Work on the establishment of a dental science institute at the Dow University of Health Sciences (DUHS) will formally begin next week, when the Sindh governor will lay the foundation stone to mark the commencement of renovation of an old building of the Sindh Medical College (SMC).

The project director of the proposed institute, Prof Noushad A. Shaikh, who is also vice-chancellor of the SMC, said that the ceremony will be held on September 28.

The old building which is to house the dental institute was an army barrack constructed in 1865. The SMC was established in the same old building, which remained in the use of different institutions, in 1973.

The estimated cost of the dental institute project is Rs 30 million. The authorities have decided to admit the first batch of 50 students to the institute in January.

* * * * *

A cermony was held to mark the completion of renovation work at the girls' hostel of the Sindh Medical College the other day. Among others, noted writer and adviser to Sindh chief minister Fatima Surayya Bajia, secretary of the Sindh information department, Mehtab Akbar Rashdi, vice-chancellor of DUHS, Prof. Masood Hameed, and the principal of the SMC, Dr. Noushad Shaikh, attended the ceremony.

The SMC has one hostel for male students near the college premises and another one for girls situated in PECHS. The women's hostel was established in a donated building some 30 years back and repair and renovation was overdue, said the SMC principal, adding that an industrialist has extended financial support for the hostel construction.

● ● ● ●

_Problem_.
Reproduce the news report about the planned dental institute and the Sindh Medical College hostel in full, word for word.

● ● ● ●

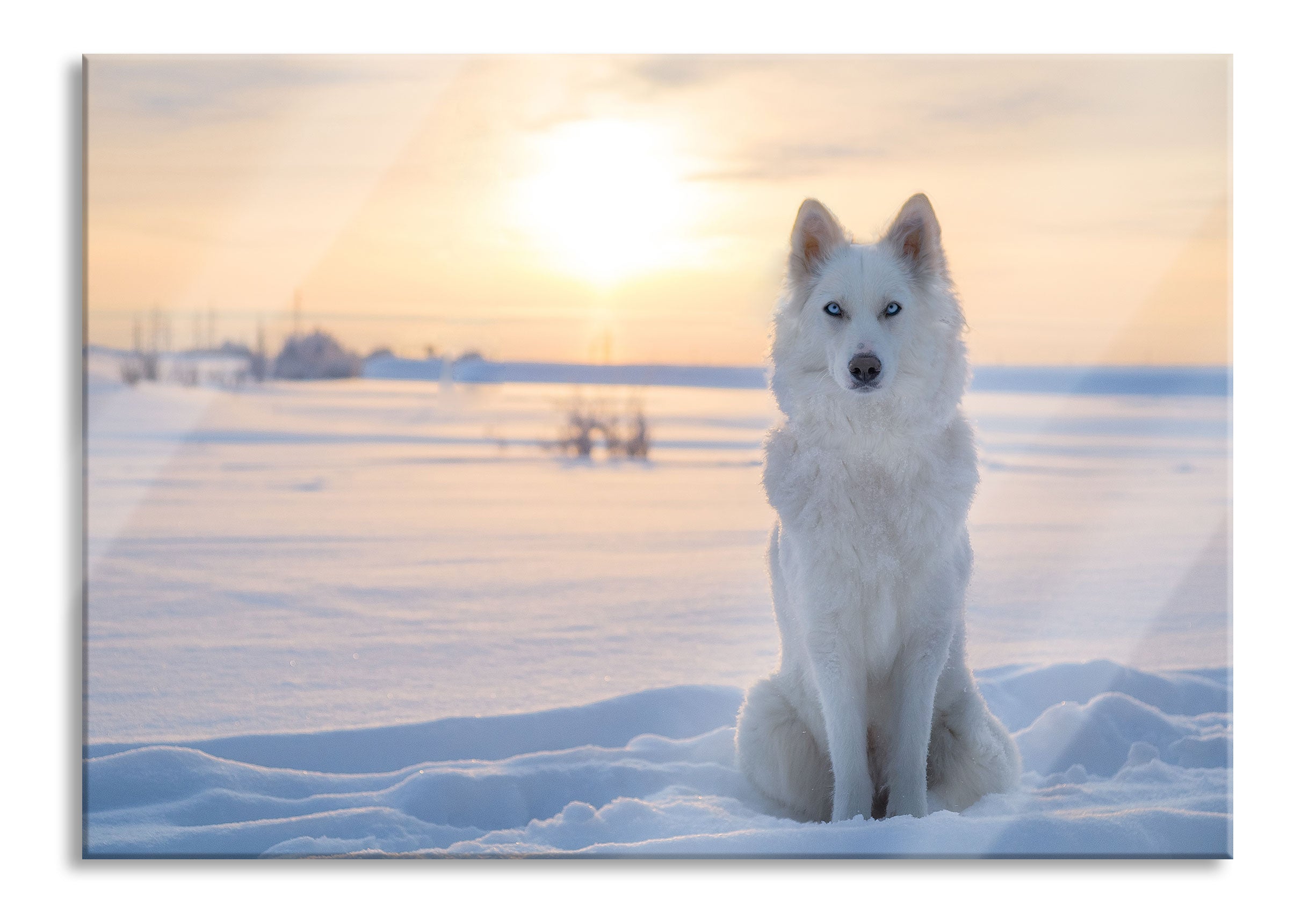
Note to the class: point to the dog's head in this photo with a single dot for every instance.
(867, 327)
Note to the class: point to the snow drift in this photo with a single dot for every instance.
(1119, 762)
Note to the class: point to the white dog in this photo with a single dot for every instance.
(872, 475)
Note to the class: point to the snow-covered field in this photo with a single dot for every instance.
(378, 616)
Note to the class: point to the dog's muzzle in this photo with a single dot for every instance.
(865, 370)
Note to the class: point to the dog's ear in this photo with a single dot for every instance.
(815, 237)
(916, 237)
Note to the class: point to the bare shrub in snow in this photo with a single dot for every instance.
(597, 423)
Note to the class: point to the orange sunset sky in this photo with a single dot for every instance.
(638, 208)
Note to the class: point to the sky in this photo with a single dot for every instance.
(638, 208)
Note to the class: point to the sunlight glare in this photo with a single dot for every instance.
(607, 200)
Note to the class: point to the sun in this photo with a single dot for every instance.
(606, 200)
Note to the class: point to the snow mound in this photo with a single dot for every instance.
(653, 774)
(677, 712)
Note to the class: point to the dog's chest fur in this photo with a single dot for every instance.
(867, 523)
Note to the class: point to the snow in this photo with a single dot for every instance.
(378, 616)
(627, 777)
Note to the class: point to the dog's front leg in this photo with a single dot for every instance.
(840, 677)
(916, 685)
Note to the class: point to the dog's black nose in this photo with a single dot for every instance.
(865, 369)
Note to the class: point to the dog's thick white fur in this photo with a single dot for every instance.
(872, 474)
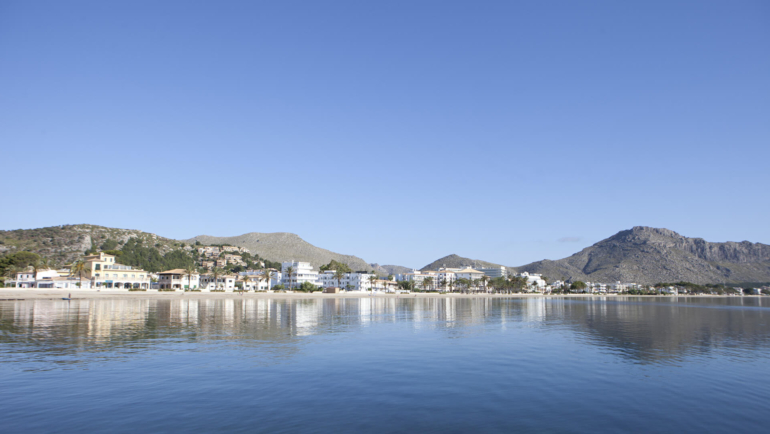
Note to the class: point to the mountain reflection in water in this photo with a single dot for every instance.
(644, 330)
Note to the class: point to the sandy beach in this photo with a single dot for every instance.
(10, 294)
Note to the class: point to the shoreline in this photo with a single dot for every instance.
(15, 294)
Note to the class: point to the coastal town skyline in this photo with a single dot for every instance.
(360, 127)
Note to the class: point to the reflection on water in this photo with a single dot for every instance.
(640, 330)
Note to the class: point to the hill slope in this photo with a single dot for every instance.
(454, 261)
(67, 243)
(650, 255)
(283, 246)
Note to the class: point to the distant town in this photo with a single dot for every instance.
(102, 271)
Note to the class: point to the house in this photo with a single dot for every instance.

● ● ● ●

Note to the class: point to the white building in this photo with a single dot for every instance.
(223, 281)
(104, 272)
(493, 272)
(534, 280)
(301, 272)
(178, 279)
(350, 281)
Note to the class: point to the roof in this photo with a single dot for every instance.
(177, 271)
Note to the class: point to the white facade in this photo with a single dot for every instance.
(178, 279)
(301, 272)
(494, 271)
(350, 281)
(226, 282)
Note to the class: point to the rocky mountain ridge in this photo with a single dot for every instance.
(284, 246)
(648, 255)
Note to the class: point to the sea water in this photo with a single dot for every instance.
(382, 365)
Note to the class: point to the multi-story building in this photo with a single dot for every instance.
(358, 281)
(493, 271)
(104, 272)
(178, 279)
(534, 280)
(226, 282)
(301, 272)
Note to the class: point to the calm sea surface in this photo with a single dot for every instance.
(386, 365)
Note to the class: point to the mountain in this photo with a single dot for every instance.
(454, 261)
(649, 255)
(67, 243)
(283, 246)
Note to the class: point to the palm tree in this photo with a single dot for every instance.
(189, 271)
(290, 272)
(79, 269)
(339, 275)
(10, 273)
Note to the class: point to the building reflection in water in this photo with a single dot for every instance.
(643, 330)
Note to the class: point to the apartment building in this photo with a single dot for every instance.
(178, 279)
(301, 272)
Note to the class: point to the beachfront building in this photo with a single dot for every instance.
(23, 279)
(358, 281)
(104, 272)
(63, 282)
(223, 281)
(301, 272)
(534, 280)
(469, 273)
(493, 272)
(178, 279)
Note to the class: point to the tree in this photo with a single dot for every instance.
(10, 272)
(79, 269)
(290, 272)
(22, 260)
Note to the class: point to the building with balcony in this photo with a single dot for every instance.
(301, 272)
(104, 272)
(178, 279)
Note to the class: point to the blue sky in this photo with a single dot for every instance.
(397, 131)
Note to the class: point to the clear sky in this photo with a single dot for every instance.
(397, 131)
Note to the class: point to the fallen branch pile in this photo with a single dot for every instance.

● ● ● ●

_Expected output_.
Work on the establishment of a dental science institute at the Dow University of Health Sciences (DUHS) will formally begin next week, when the Sindh governor will lay the foundation stone to mark the commencement of renovation of an old building of the Sindh Medical College (SMC).

The project director of the proposed institute, Prof Noushad A. Shaikh, who is also vice-chancellor of the SMC, said that the ceremony will be held on September 28.

The old building which is to house the dental institute was an army barrack constructed in 1865. The SMC was established in the same old building, which remained in the use of different institutions, in 1973.

The estimated cost of the dental institute project is Rs 30 million. The authorities have decided to admit the first batch of 50 students to the institute in January.

* * * * *

A cermony was held to mark the completion of renovation work at the girls' hostel of the Sindh Medical College the other day. Among others, noted writer and adviser to Sindh chief minister Fatima Surayya Bajia, secretary of the Sindh information department, Mehtab Akbar Rashdi, vice-chancellor of DUHS, Prof. Masood Hameed, and the principal of the SMC, Dr. Noushad Shaikh, attended the ceremony.

The SMC has one hostel for male students near the college premises and another one for girls situated in PECHS. The women's hostel was established in a donated building some 30 years back and repair and renovation was overdue, said the SMC principal, adding that an industrialist has extended financial support for the hostel construction.